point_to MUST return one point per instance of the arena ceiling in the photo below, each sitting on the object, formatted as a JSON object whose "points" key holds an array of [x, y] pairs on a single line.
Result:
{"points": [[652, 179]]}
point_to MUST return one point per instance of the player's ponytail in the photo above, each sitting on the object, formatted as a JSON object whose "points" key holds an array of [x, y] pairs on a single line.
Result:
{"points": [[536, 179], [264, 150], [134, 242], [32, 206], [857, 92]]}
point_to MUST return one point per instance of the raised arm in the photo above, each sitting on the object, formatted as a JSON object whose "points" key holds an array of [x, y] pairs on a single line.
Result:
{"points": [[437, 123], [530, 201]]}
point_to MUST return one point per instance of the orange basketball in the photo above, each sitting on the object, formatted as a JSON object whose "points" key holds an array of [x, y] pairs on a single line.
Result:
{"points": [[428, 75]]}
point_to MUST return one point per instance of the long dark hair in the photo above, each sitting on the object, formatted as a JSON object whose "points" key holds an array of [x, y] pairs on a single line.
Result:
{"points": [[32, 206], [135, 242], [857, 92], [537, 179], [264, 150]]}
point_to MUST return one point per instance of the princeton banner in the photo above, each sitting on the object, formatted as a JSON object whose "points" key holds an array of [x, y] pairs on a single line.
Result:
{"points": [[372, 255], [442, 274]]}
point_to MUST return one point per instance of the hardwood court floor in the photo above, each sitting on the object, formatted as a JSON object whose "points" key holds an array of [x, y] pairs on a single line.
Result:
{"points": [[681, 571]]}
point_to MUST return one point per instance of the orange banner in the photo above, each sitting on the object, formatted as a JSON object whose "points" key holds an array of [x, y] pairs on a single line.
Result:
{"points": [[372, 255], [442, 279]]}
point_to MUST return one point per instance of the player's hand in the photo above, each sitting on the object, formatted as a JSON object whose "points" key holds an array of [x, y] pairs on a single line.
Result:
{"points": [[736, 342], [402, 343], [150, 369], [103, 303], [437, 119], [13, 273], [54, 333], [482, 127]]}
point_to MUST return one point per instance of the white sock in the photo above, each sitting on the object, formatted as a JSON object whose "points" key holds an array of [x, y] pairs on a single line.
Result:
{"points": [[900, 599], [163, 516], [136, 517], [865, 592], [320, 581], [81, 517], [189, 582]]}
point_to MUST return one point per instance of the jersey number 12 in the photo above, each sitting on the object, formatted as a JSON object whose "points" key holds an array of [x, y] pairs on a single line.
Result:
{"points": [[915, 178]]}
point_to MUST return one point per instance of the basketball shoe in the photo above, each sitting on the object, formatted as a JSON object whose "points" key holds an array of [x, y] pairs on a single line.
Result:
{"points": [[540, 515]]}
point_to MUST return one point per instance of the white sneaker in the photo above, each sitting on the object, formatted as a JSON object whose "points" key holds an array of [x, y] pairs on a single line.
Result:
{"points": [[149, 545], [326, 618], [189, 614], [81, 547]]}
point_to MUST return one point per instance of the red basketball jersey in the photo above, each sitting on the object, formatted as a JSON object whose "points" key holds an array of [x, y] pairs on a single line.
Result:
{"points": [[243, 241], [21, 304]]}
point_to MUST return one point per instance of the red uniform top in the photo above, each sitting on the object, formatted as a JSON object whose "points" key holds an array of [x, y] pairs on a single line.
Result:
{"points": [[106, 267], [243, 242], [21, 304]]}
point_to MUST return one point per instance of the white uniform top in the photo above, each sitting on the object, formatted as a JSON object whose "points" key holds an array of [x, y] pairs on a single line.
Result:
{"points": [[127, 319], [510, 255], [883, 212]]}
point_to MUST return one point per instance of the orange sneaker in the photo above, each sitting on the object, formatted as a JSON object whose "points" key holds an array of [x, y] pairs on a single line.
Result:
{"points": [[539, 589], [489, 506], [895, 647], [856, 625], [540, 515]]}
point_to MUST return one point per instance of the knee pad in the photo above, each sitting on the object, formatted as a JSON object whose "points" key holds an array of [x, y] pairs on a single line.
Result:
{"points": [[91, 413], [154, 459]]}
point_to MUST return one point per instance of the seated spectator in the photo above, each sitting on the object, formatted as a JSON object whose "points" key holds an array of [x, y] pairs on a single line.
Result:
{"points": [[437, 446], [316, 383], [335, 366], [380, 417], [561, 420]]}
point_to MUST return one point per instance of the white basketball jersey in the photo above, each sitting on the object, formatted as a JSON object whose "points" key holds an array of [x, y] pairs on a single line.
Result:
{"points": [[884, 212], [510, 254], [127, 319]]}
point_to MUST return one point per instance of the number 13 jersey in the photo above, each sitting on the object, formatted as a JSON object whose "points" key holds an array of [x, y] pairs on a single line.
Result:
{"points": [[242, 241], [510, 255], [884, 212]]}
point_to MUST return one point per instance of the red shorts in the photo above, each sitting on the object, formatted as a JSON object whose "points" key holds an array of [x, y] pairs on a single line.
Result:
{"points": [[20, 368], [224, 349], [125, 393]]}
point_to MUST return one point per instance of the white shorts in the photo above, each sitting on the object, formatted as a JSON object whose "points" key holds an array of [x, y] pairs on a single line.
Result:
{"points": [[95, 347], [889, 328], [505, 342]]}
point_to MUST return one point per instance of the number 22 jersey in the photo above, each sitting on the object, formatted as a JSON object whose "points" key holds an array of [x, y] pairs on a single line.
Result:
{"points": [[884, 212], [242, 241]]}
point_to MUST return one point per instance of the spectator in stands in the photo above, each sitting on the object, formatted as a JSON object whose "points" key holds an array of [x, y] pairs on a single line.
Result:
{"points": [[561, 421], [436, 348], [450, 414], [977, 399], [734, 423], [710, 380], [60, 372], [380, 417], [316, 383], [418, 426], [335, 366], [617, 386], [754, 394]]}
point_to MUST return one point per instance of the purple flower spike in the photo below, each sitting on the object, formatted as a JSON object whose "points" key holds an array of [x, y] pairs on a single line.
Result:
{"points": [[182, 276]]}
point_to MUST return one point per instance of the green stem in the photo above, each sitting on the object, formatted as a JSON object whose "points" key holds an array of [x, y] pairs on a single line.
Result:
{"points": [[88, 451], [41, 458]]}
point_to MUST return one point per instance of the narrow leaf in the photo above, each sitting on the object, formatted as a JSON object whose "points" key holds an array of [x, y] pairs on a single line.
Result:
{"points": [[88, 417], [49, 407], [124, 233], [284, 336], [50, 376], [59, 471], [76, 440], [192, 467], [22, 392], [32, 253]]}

# # # # # # #

• [PROBLEM DESCRIPTION] Every line from the one holding "point_to MUST return one point per instance of the spectator" through the final line of the listing must be echoed exactly; leave out all other lines.

• [PROBLEM SOLUTION]
point_to MUST return one point per instance of the spectator in stands in the photo above, each sitting on the object, formatted as a JSON object whose "points" key holds an array of [x, y] pairs on a single line.
Result:
{"points": [[561, 421], [436, 348], [450, 414], [977, 399], [734, 423], [710, 380], [60, 372], [380, 417], [316, 383], [418, 426], [335, 366], [617, 386], [754, 394]]}
point_to MUST return one point per instance of the purple flower spike in the photo below, each sitting on the object, formatted as a JSON object whose "points" key holds an array of [x, y] pairs on a single line.
Result:
{"points": [[182, 276]]}
point_to MUST return one point per instance of the green stem in the photo above, each sitting on the object, formatted as a JSON object whose "points" key holds an array of [x, y] pairs on a single line.
Result:
{"points": [[88, 451], [41, 458]]}
point_to MUST return one point per instance of the narrow leaf in the photo above, each sitting on the object, formatted as a JSON object whose "points" key holds an array of [x, y] pairs on a single line.
Result:
{"points": [[88, 417], [49, 407], [124, 233], [284, 336], [50, 376], [59, 471], [76, 440], [192, 467], [22, 392], [32, 253]]}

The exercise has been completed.